• **WORK INSTRUCTION 1**
Answer these from the discussion about getting out of a funk:
(a) By what percentage could waking one hour earlier reduce a person's risk of major depression, according to the study cited?
(b) How long does one reply say to lie in the sunshine on each side?
(c) What kind of diners does the couple who go out to dinner try to notice?
• **WORK INSTRUCTION 2**
According to the discussion about getting out of a funk, why is seeking help from a mate, partner, or spouse one of the best ways to get out of a funk?
• **WORK INSTRUCTION 3**
Decide whether each statement agrees with the discussion about getting out of a funk:
(a) The genetic study about waking earlier was published in JAMA Psychiatry.
(b) The couple who pay for another couple's dinner let them know who paid.
(c) One reply recommends finding a functional medicine doctor.

• **SELECTED EXCERPT**
#####

What do you do to get you out of a funk?

Sunshine seems to do me good.
 
For those of us who have a mate/partner/spouse, one of the best ways is to seek their help and advice. Two heads are usually better than one and someone very close to you often knows what might help the most.

-BB
 
Steak, Butter Croissants, Fresh Orange Juice, Wine, Chocolate, Fasting, walks on the beach.....Music. Loud and dancing!:dance: 20 minutes each side lying in the sunshine. Every Day!!
 
When we go out to dinner, we try to notice a young couple that we don't know, that might be encouraged by a free meal. And then we pay for their meal anonymously. It's really the best. We get the staff in on it and everyone gets a boost. And it doesn't cost much but makes us happy every time we go to that particular restaurant.
 
Also get some bloodwork, find a functional medicine doctor. It can be life changing...hormones are everything
 
Something I just thought of: getting up earlier.

https://www.sciencedaily.com/releases/2021/05/210528114107.htm

Waking up just one hour earlier could reduce a person's risk of major depression by 23%, suggests a sweeping new genetic study published May 26 in the journal JAMA Psychiatry.

#####

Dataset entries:
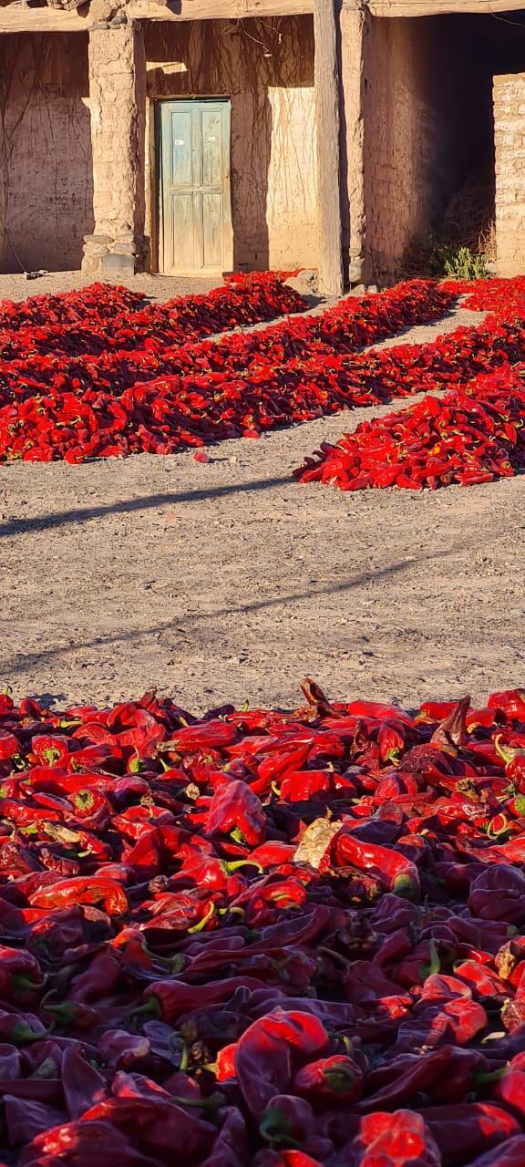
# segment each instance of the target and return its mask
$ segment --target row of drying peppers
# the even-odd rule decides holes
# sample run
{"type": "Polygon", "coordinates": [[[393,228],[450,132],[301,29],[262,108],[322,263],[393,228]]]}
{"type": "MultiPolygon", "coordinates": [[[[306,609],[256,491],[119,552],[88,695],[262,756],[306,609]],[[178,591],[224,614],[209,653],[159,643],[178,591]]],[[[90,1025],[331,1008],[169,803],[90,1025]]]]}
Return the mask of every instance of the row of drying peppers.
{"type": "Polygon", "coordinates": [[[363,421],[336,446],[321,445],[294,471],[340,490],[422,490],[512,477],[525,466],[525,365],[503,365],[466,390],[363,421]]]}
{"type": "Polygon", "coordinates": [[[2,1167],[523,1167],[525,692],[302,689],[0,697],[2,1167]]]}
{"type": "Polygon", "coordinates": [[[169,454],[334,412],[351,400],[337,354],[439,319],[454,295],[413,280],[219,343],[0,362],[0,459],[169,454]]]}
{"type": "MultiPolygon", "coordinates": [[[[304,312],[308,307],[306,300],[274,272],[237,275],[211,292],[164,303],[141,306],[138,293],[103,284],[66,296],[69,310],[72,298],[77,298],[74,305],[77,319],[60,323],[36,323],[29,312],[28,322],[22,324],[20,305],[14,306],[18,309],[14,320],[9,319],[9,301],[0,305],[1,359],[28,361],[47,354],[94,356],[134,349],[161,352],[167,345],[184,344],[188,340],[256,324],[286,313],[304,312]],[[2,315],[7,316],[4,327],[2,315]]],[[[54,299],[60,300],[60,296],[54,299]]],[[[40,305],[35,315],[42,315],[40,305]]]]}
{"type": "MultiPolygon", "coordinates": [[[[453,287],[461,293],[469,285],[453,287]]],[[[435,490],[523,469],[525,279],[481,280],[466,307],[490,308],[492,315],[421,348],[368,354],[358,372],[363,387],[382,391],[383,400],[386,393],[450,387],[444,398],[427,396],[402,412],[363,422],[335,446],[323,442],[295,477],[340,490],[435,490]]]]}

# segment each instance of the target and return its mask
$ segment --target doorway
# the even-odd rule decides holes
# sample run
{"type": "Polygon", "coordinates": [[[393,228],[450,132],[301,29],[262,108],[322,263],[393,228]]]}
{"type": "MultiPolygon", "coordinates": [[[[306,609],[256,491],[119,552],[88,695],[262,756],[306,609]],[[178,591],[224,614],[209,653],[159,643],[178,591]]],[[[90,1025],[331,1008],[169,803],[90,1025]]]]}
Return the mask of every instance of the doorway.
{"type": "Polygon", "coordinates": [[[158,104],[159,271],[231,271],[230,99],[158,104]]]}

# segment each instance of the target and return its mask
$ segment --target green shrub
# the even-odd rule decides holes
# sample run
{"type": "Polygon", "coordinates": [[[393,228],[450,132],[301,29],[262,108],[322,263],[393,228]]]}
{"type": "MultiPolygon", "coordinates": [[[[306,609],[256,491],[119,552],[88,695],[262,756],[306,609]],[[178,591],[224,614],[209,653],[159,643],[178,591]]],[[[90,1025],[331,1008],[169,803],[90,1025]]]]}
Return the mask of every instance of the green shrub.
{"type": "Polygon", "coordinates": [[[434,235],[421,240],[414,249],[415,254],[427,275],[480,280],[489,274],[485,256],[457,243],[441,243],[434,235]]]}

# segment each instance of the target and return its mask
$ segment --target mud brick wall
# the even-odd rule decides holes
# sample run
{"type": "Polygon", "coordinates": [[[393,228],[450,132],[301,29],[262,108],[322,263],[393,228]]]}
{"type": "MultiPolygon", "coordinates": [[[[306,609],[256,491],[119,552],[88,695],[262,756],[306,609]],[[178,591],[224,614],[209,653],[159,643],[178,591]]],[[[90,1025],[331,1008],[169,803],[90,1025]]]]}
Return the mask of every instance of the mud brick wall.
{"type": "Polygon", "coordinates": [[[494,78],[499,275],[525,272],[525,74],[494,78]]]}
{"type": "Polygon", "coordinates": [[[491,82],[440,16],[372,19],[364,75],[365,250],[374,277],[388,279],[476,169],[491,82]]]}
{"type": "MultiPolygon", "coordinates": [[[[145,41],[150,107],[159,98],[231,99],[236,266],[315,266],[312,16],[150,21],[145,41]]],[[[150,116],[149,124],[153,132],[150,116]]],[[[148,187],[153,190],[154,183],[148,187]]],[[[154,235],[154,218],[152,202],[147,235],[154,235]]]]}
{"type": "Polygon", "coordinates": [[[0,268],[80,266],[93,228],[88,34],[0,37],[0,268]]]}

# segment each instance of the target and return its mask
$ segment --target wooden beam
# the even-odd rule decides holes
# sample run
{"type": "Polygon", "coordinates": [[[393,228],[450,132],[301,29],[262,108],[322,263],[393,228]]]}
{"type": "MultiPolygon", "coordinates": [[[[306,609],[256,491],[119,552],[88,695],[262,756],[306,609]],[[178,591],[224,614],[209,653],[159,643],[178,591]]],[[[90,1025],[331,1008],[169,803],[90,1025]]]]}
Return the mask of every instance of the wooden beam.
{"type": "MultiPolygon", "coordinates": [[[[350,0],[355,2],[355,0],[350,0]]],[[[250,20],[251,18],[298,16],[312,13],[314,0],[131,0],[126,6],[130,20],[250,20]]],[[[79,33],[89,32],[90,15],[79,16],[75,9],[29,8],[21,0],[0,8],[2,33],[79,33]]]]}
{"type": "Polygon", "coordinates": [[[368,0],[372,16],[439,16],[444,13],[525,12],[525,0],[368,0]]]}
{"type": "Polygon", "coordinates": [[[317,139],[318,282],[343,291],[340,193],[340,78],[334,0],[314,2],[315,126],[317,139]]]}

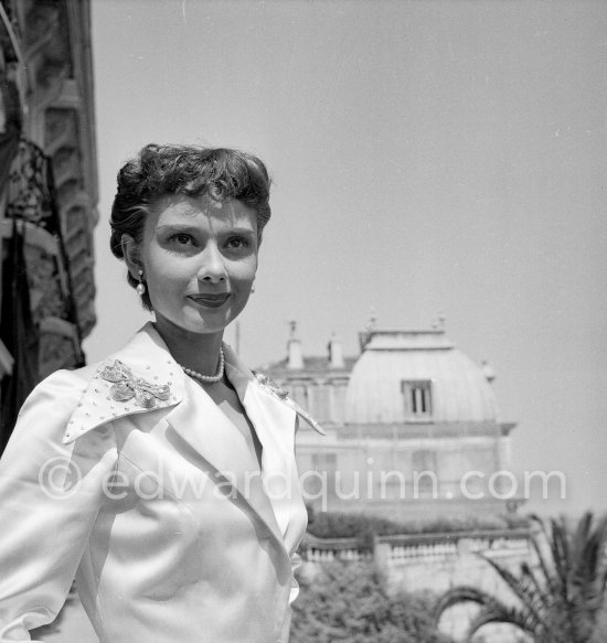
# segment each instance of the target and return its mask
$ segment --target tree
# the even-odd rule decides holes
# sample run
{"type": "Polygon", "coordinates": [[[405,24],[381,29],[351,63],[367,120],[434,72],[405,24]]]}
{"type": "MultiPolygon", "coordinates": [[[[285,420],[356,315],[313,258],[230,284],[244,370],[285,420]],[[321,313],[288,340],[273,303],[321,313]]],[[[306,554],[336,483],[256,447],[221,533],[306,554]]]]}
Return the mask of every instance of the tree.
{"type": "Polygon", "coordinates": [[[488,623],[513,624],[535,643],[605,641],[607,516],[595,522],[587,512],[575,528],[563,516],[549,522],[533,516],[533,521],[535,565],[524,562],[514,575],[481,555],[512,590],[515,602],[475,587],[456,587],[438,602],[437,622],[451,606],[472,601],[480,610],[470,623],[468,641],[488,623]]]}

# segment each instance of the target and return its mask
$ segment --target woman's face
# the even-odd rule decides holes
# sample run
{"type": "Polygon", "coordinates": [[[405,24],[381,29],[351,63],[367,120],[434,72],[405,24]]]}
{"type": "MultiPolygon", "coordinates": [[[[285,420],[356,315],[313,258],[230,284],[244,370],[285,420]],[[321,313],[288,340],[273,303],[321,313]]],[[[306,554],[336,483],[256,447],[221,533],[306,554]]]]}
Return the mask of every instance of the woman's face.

#####

• **PROBLEM SOLUTION 1**
(a) By 23%.
(b) 20 minutes each side.
(c) A young couple they don't know who might be encouraged by a free meal.

• **PROBLEM SOLUTION 2**
Two heads are usually better than one. Also, someone very close to you often knows what might help the most.

• **PROBLEM SOLUTION 3**
(a) Yes: "published May 26 in the journal JAMA Psychiatry."
(b) No: "we pay for their meal anonymously."
(c) Yes: "find a functional medicine doctor."